- _TEXT TO READ_:
Table of Contents
The environment can be perceived as a commodity within which different factors and resources interact to bring about economic value. However, different activities carried by human factor have some determinable consequences on environmental management. The results of these activities have brought about major problems in creating a sustainable environment. An example of these activities is deforestation which is seen to affect the environment to greater extend including erosion (Schlager, pp. 294-317). Thus, it is important for human beings to manage their practices and ensure that they do not affect the state of the environment that may contribute to unsustainability.
There are other resources, which have been seen to run constantly out of supply. Such resources need to be protected from economic and social viability. This may include ensuring that the limited resources are used properly to avoid extinction. One way in which such resources can be protected from extinction involves government intervention (Blomquist, pp. 196-201). The government is seen as the core manager of environmental resources as it has the power to enforce rules and regulations on the use of different resources. Another mechanism used to manage scarce resources involves privatization, which ensures there is limited access to a certain resource that may have been marked as limited or diminishing.

- _SUPPLIED INFORMATION_:
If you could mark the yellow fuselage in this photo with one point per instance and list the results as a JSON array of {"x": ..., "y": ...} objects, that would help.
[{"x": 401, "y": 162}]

- _PARTS OF THE EXERCISE_:
1. Render this sentence from the passage on environmental management into Spanish: "The government is seen as the core manager of environmental resources as it has the power to enforce rules and regulations on the use of different resources."
2. Summarize the passage on environmental management in two sentences.

- _FULL SOLUTIONS_:
1. Se considera al gobierno como el administrador central de los recursos ambientales, ya que tiene el poder de hacer cumplir normas y reglamentos sobre el uso de los distintos recursos.

2. Human activities such as deforestation damage the environment and hinder sustainability, so people must manage their practices to avoid harming it. Resources that keep running out of supply need protection from extinction, either through government intervention, since the government can enforce rules on resource use, or through privatization, which limits access to diminishing resources.